Tulane launches Tulane Innovation series with Walter Isaacson and leading experts
Tulane University will kick off the virtual Tulane Innovation series Monday, May 4, with a webinar on COVID-19’s health disparities and public impacts.
Moderated by best-selling biographer Walter Isaacson, who is also the Leonard Lauder Professor of American History and Values at Tulane, the first installment of the series will feature Thomas LaVeist, a national expert on equity and health and dean of the Tulane School of Public Health and Tropical Medicine. LaVeist will be joined by Susan Hassig, a leading expert on infectious disease outbreaks and associate professor and director of the Master of Public Health program in Tulane’s Epidemiology Department.
The webinar will begin at 10 a.m. (CST) on Zoom. It is free and open to the public, but participants must register here.
“Such discussions are an essential part of Tulane’s mission to communicate knowledge in order to empower individuals, organizations and communities to lead with integrity and wisdom.”

• [Entries shown]:
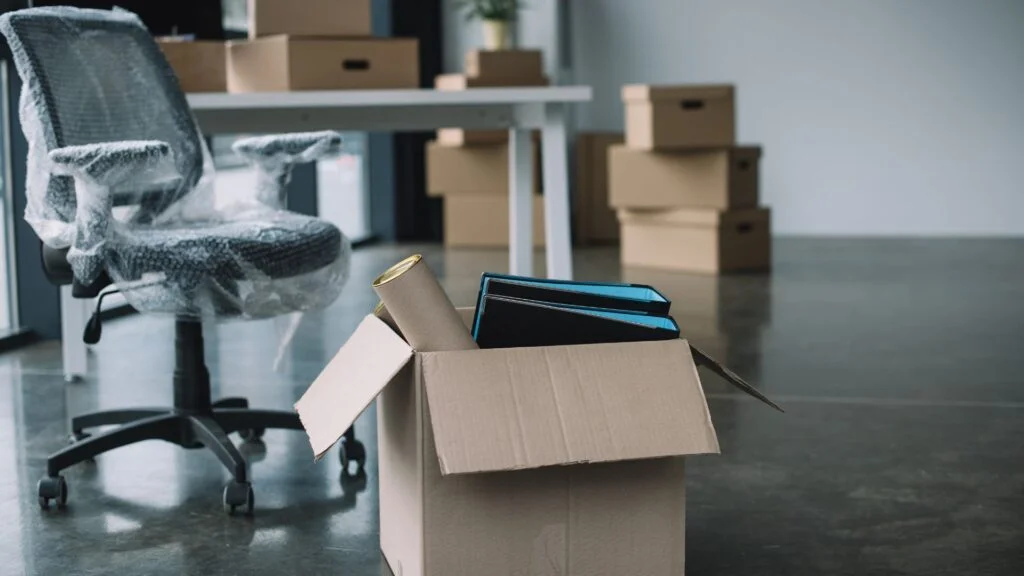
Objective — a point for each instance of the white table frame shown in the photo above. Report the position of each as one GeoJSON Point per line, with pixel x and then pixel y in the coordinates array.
{"type": "Point", "coordinates": [519, 110]}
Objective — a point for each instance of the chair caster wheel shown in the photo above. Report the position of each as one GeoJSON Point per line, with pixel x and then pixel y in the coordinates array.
{"type": "Point", "coordinates": [252, 435]}
{"type": "Point", "coordinates": [351, 452]}
{"type": "Point", "coordinates": [52, 488]}
{"type": "Point", "coordinates": [239, 497]}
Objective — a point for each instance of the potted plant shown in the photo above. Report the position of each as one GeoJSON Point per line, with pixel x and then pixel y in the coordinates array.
{"type": "Point", "coordinates": [496, 15]}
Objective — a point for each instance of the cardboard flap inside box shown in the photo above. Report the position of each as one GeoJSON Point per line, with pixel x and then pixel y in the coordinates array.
{"type": "Point", "coordinates": [524, 408]}
{"type": "Point", "coordinates": [365, 365]}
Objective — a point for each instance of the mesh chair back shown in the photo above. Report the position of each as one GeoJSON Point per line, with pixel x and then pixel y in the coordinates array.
{"type": "Point", "coordinates": [98, 76]}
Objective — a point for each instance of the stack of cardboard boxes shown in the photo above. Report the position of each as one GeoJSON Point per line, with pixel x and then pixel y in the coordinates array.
{"type": "Point", "coordinates": [318, 45]}
{"type": "Point", "coordinates": [594, 222]}
{"type": "Point", "coordinates": [304, 45]}
{"type": "Point", "coordinates": [470, 168]}
{"type": "Point", "coordinates": [686, 195]}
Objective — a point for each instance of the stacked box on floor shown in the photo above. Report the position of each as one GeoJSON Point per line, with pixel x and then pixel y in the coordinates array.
{"type": "Point", "coordinates": [687, 196]}
{"type": "Point", "coordinates": [469, 168]}
{"type": "Point", "coordinates": [318, 45]}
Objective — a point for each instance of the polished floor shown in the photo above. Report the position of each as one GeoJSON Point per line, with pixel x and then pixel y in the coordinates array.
{"type": "Point", "coordinates": [900, 365]}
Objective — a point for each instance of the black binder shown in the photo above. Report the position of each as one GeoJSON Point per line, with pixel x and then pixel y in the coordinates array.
{"type": "Point", "coordinates": [508, 322]}
{"type": "Point", "coordinates": [629, 297]}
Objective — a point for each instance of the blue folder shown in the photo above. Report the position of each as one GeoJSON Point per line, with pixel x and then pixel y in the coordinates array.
{"type": "Point", "coordinates": [611, 297]}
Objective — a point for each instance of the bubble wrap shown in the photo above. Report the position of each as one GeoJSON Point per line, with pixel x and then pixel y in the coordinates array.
{"type": "Point", "coordinates": [120, 176]}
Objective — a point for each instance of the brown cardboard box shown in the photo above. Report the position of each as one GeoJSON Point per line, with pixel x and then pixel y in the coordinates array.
{"type": "Point", "coordinates": [480, 452]}
{"type": "Point", "coordinates": [508, 66]}
{"type": "Point", "coordinates": [679, 117]}
{"type": "Point", "coordinates": [476, 170]}
{"type": "Point", "coordinates": [461, 136]}
{"type": "Point", "coordinates": [473, 220]}
{"type": "Point", "coordinates": [455, 82]}
{"type": "Point", "coordinates": [201, 66]}
{"type": "Point", "coordinates": [696, 240]}
{"type": "Point", "coordinates": [716, 178]}
{"type": "Point", "coordinates": [309, 17]}
{"type": "Point", "coordinates": [595, 221]}
{"type": "Point", "coordinates": [280, 64]}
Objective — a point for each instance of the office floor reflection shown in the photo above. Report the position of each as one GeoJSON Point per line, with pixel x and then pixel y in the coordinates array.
{"type": "Point", "coordinates": [897, 362]}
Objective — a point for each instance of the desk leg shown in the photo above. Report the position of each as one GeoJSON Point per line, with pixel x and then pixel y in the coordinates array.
{"type": "Point", "coordinates": [520, 203]}
{"type": "Point", "coordinates": [74, 316]}
{"type": "Point", "coordinates": [557, 222]}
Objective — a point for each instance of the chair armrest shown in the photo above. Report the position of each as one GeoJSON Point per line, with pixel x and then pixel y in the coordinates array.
{"type": "Point", "coordinates": [110, 164]}
{"type": "Point", "coordinates": [279, 150]}
{"type": "Point", "coordinates": [97, 169]}
{"type": "Point", "coordinates": [275, 155]}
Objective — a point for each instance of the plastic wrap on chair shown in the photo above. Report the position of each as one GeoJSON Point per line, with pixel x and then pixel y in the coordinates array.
{"type": "Point", "coordinates": [120, 174]}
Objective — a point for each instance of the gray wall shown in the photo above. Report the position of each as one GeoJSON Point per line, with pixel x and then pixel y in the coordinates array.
{"type": "Point", "coordinates": [877, 117]}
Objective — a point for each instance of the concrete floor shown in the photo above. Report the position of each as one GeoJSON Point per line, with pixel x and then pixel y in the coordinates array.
{"type": "Point", "coordinates": [901, 452]}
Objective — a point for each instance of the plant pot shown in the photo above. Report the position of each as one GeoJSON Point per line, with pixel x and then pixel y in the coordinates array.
{"type": "Point", "coordinates": [496, 35]}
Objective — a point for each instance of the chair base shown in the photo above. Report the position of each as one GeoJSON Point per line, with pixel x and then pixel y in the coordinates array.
{"type": "Point", "coordinates": [195, 421]}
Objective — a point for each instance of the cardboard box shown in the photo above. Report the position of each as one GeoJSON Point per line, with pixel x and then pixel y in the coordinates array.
{"type": "Point", "coordinates": [460, 137]}
{"type": "Point", "coordinates": [281, 64]}
{"type": "Point", "coordinates": [473, 220]}
{"type": "Point", "coordinates": [508, 66]}
{"type": "Point", "coordinates": [478, 170]}
{"type": "Point", "coordinates": [595, 221]}
{"type": "Point", "coordinates": [679, 117]}
{"type": "Point", "coordinates": [309, 17]}
{"type": "Point", "coordinates": [696, 240]}
{"type": "Point", "coordinates": [716, 178]}
{"type": "Point", "coordinates": [455, 82]}
{"type": "Point", "coordinates": [201, 66]}
{"type": "Point", "coordinates": [514, 461]}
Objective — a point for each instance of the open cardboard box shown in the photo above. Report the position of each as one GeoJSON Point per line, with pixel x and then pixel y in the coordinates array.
{"type": "Point", "coordinates": [546, 460]}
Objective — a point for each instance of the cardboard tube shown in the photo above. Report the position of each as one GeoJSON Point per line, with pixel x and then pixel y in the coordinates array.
{"type": "Point", "coordinates": [422, 312]}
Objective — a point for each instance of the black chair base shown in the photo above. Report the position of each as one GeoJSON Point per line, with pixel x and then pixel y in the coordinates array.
{"type": "Point", "coordinates": [194, 422]}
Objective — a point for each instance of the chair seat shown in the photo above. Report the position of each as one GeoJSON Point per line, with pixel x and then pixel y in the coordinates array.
{"type": "Point", "coordinates": [270, 245]}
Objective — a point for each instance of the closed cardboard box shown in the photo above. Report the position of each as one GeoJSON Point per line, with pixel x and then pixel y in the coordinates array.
{"type": "Point", "coordinates": [461, 136]}
{"type": "Point", "coordinates": [201, 66]}
{"type": "Point", "coordinates": [507, 66]}
{"type": "Point", "coordinates": [281, 64]}
{"type": "Point", "coordinates": [679, 117]}
{"type": "Point", "coordinates": [455, 82]}
{"type": "Point", "coordinates": [595, 221]}
{"type": "Point", "coordinates": [696, 240]}
{"type": "Point", "coordinates": [309, 17]}
{"type": "Point", "coordinates": [473, 220]}
{"type": "Point", "coordinates": [715, 178]}
{"type": "Point", "coordinates": [479, 452]}
{"type": "Point", "coordinates": [475, 170]}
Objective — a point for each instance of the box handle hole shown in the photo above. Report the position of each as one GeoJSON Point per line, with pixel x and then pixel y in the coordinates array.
{"type": "Point", "coordinates": [355, 65]}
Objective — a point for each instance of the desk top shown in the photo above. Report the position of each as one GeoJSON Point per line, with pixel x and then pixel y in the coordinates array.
{"type": "Point", "coordinates": [383, 98]}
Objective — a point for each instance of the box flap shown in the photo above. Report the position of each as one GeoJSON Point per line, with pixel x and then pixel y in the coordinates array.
{"type": "Point", "coordinates": [351, 380]}
{"type": "Point", "coordinates": [525, 408]}
{"type": "Point", "coordinates": [647, 92]}
{"type": "Point", "coordinates": [691, 216]}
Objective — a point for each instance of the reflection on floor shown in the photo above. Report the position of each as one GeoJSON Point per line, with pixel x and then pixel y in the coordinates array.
{"type": "Point", "coordinates": [900, 453]}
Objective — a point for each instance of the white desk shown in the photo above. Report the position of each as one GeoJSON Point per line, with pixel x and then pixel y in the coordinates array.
{"type": "Point", "coordinates": [519, 110]}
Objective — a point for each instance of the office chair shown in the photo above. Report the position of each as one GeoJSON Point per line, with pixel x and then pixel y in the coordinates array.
{"type": "Point", "coordinates": [120, 191]}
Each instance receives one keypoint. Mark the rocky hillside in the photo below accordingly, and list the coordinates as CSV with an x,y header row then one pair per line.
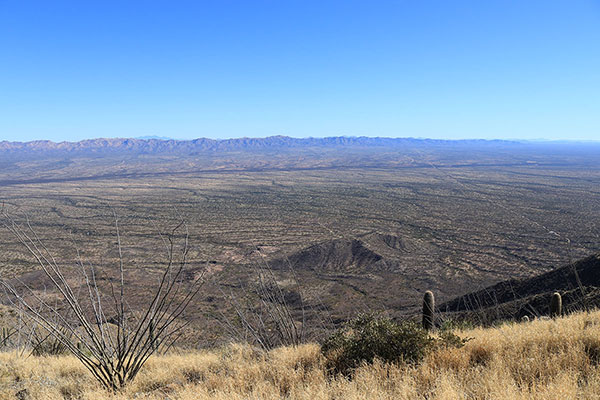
x,y
579,284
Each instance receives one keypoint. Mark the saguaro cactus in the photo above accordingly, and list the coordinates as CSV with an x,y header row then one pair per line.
x,y
428,310
556,305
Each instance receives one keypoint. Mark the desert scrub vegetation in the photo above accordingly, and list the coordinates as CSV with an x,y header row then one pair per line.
x,y
94,322
370,337
541,359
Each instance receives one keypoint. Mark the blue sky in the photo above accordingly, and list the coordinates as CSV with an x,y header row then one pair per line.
x,y
221,69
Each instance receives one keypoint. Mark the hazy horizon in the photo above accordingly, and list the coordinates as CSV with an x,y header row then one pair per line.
x,y
459,70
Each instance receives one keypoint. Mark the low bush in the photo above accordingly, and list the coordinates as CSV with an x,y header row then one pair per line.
x,y
370,337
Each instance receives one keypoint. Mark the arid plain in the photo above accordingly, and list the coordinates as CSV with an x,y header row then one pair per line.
x,y
345,227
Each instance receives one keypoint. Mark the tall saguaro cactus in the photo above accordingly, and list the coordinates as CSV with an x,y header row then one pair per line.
x,y
556,305
428,310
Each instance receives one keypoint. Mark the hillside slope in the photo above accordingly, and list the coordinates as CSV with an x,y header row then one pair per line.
x,y
579,284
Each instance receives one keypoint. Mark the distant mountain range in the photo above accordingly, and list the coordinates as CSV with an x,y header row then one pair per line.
x,y
154,145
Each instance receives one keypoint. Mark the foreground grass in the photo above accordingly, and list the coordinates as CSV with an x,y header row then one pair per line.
x,y
536,360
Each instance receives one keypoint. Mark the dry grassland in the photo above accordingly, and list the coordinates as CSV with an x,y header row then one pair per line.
x,y
554,359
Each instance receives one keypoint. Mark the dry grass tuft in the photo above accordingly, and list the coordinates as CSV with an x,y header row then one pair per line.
x,y
554,359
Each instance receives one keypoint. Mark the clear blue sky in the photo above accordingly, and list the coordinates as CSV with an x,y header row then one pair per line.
x,y
440,69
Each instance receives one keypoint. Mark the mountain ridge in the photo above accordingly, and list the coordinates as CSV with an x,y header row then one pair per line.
x,y
206,144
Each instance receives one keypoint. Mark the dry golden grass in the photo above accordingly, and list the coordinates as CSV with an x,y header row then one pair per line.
x,y
555,359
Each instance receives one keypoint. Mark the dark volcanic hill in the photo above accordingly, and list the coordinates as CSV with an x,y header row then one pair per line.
x,y
579,284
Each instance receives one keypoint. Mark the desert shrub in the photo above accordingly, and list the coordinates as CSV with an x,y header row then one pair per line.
x,y
370,337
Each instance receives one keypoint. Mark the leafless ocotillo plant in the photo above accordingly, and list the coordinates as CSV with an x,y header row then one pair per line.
x,y
95,321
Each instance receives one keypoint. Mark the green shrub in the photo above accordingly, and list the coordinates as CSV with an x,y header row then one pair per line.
x,y
370,337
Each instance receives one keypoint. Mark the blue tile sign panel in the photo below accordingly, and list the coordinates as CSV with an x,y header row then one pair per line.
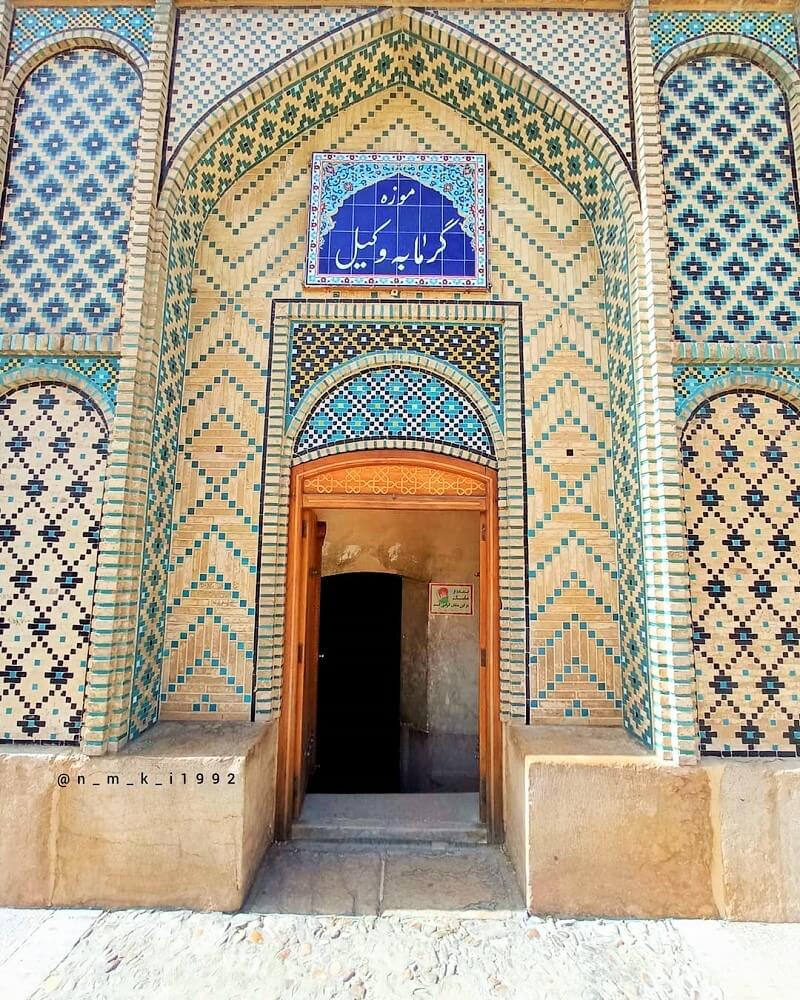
x,y
397,219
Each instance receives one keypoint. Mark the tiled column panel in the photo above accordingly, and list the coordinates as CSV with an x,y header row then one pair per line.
x,y
53,450
741,456
732,202
64,230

• [Exercise]:
Copy everything from "Tulane launches Tulane" down to "must register here." in the Tulane Innovation announcement, renaming "webinar" to "online seminar" wherever it occurs. The entries are separate material with no connection to the Tulane Innovation announcement.

• [Solution for this task]:
Tulane launches Tulane Innovation series with Walter Isaacson and leading experts
Tulane University will kick off the virtual Tulane Innovation series Monday, May 4, with a online seminar on COVID-19’s health disparities and public impacts.
Moderated by best-selling biographer Walter Isaacson, who is also the Leonard Lauder Professor of American History and Values at Tulane, the first installment of the series will feature Thomas LaVeist, a national expert on equity and health and dean of the Tulane School of Public Health and Tropical Medicine. LaVeist will be joined by Susan Hassig, a leading expert on infectious disease outbreaks and associate professor and director of the Master of Public Health program in Tulane’s Epidemiology Department.
The online seminar will begin at 10 a.m. (CST) on Zoom. It is free and open to the public, but participants must register here.